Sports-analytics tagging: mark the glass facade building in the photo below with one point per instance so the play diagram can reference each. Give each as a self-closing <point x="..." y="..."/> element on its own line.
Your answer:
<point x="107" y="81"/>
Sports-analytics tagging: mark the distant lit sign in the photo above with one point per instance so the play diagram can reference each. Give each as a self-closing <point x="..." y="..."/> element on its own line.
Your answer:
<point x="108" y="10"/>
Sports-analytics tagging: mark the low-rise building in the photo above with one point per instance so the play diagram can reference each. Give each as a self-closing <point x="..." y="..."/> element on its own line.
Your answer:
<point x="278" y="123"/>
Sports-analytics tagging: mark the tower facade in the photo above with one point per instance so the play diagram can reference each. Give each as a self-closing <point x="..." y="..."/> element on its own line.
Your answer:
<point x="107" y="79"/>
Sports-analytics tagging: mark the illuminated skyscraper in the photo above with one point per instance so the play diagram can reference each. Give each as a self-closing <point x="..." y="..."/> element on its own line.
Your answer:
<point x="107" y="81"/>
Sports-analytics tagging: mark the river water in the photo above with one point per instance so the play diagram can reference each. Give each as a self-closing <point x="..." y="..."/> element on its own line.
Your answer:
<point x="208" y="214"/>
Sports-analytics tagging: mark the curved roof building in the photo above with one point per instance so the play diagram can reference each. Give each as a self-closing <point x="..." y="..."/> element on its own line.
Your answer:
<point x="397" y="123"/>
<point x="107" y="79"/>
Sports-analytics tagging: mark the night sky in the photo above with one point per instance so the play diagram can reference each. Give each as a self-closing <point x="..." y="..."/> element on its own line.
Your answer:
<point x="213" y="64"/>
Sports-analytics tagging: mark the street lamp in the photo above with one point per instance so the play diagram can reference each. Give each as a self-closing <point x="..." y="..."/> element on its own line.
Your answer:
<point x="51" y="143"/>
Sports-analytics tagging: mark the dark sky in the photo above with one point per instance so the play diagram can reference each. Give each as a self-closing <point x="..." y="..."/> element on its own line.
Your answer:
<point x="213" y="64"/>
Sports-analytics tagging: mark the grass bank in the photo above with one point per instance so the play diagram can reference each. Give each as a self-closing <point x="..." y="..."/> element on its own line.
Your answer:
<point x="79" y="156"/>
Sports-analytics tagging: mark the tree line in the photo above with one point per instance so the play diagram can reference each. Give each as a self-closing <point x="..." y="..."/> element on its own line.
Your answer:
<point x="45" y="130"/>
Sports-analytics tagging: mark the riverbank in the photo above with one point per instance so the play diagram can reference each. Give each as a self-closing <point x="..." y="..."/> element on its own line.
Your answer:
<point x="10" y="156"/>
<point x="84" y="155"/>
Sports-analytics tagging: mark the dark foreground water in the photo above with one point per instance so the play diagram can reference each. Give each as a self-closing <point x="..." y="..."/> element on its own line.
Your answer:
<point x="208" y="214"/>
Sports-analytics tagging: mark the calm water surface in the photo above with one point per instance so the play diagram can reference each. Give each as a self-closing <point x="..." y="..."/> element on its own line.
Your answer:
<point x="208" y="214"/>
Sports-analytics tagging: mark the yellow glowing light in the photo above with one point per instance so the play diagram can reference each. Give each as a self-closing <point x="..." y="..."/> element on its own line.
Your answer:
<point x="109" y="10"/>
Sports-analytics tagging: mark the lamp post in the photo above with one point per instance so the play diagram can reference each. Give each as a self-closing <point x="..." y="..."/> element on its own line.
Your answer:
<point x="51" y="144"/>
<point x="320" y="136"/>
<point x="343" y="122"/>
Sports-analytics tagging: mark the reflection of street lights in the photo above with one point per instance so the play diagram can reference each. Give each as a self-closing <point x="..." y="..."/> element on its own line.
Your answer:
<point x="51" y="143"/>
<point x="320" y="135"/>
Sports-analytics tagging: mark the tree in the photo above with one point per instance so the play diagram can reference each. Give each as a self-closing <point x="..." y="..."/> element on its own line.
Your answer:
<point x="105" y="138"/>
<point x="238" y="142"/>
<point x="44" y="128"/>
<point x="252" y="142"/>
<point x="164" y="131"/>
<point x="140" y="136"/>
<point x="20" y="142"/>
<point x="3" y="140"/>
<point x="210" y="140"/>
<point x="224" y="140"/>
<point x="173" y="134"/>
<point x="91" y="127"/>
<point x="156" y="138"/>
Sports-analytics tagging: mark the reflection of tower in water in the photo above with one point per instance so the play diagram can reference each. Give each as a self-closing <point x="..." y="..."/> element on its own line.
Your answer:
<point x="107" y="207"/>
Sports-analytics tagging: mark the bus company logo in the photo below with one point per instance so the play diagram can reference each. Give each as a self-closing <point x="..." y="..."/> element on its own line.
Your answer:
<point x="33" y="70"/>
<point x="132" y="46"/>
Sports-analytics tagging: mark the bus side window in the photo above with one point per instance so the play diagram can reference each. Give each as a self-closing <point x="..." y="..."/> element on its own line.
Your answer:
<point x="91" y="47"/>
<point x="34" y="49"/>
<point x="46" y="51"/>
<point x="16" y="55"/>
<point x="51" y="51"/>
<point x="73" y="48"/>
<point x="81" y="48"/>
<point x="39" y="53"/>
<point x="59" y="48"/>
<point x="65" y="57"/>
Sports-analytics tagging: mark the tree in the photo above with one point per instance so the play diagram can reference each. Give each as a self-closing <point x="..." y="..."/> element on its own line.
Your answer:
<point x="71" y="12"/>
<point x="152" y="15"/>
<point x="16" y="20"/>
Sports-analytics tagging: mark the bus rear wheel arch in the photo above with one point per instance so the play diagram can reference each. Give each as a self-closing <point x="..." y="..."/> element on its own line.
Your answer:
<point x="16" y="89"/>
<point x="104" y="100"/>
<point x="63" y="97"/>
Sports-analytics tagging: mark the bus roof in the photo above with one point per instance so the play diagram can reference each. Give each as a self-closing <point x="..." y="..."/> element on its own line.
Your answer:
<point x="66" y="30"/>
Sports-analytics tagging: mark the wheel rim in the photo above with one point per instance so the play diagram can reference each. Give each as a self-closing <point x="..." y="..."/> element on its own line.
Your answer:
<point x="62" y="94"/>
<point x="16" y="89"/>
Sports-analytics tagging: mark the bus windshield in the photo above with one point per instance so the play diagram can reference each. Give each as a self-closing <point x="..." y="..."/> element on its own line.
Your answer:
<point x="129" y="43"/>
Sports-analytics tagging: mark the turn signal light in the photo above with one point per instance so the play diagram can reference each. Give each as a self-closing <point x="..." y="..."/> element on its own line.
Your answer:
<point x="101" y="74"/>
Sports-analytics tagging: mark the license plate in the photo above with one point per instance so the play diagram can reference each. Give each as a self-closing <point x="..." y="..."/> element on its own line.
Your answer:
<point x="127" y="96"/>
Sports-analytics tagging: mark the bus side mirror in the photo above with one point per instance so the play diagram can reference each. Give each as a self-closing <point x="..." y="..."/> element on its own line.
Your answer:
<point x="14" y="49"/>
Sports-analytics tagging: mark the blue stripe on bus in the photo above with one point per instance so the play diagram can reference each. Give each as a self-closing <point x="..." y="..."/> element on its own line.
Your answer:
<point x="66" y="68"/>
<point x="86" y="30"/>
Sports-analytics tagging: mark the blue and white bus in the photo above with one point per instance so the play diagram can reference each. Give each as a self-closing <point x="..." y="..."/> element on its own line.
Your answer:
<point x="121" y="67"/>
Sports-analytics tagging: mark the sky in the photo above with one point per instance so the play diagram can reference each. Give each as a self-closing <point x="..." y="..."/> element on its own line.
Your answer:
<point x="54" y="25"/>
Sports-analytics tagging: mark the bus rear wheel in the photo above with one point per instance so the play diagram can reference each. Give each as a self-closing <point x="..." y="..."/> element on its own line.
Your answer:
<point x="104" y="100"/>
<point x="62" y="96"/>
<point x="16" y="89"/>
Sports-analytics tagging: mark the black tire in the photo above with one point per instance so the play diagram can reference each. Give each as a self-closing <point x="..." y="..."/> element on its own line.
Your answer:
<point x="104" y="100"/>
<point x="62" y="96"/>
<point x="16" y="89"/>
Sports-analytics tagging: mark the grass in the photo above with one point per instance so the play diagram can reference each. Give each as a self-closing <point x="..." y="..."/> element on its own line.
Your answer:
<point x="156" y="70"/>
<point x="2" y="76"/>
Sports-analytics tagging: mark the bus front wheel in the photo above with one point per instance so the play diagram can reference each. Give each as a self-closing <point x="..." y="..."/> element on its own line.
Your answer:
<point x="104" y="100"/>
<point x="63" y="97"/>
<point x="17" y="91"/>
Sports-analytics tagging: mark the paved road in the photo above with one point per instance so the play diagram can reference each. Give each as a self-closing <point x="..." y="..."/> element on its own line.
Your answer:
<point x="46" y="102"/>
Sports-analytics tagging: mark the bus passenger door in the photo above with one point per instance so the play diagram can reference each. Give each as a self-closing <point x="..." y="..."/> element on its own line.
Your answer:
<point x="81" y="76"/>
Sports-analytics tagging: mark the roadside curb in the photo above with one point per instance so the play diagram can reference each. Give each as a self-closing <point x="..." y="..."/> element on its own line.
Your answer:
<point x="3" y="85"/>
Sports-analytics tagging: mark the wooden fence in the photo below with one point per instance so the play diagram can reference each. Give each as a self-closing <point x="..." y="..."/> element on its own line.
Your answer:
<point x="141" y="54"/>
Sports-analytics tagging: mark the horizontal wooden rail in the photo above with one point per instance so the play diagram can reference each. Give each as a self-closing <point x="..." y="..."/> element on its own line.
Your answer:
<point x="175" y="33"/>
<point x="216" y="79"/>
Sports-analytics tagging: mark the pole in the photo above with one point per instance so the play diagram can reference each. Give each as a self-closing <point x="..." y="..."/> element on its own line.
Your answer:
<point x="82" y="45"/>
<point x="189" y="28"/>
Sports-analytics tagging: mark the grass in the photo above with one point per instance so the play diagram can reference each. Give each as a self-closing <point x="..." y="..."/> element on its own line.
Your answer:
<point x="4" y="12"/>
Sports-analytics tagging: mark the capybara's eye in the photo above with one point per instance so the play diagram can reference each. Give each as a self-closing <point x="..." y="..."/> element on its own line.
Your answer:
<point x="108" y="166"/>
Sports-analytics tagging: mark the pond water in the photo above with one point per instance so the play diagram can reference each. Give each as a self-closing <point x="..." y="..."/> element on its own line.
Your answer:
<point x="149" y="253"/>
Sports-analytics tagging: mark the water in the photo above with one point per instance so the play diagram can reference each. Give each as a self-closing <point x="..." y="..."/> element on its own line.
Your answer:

• _YOUR GOAL_: Using only the data above, copy out the lines that include the word "lamp".

• _REPLY TO THE TASK_:
Sports-analytics tagging: mark the street lamp in the photo above with one point per instance so the play diagram can reference each. Give each as a self-closing <point x="..." y="..."/> element on its own line.
Sports-analytics tagging: mark the lamp post in the photo above with one point per instance so the play diagram can reference each. Give each as a self-closing <point x="..." y="..."/> element on its own line.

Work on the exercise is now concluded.